== Page extract
However, moving back to Michigan brought a different challenge: being accepted as nonbinary. When Ramm lived in California, many of their friends were also nonbinary, and people generally got their pronouns right. In Michigan, this hasn’t been the case.

“It’s difficult to navigate because you have to decide if you’re going to call out everybody who does it wrong,” they said. “It can be exhausting.”

Ramm currently works remotely as a comic designer, and their job is based in California. Their current coworkers get their pronouns right, but at their previous job at a bookstore in Chelsea, that wasn’t the case. They have, however, found an accepting queer community as an artist within the comic-book world. That part of their journey aligns with Batcat’s struggle with identity erasure, as Batcat’s dual identities as a bat and a cat are challenged by other characters throughout the first book. A group of cats claims Batcat will never be one of them, a group of bats questions if Batcat is really part bat because they can’t echolocate, and a skeleton tells Batcat they “don’t look like a bat” but “don’t look like a cat, either.”

Bat Cat Sink or Swim

By the end of book one, though, Batcat learns to accept themselves, with the help of some wise words from a pair of griffins: “You do not have to be one thing or the other. You can just be you.” Ramm’s message about gender has resonated with readers, and since the book’s release, Batcat has helped children navigate various identity struggles.
====
Task instructions –
**A)** Copy out the part of the Batcat article between "Bat Cat Sink" and "various identity struggles.", inclusive.
**B)** Carry on the article about Ramm and the Batcat books, starting right after its last sentence.
== Stored data
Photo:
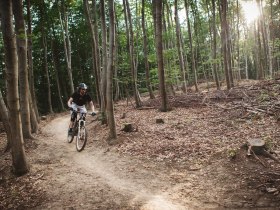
====
Responses per task –
**A)**
Bat Cat Sink or Swim

By the end of book one, though, Batcat learns to accept themselves, with the help of some wise words from a pair of griffins: “You do not have to be one thing or the other. You can just be you.” Ramm’s message about gender has resonated with readers, and since the book’s release, Batcat has helped children navigate various identity struggles.

**B)**
“I’ve had parents reach out to me saying their kids have gotten all kinds of different messages from Batcat beyond being nonbinary,” they said. “It’s helped them move back and forth between their different identities and even having divorced parents.”

In “Sink or Swim,” Batcat learns to face their fears and find courage through friendship,  all conveyed through Ramm’s deeply affirming storytelling. At the end of the day, though, Ramm cares more about giving readers hope and an escape than instilling a grandiose message.

“Being a kid is hard right now,” they said, acknowledging they’re already working on a third Batcat book. “If I can take a kid out of their worries for just a little bit, that’s enough for me.”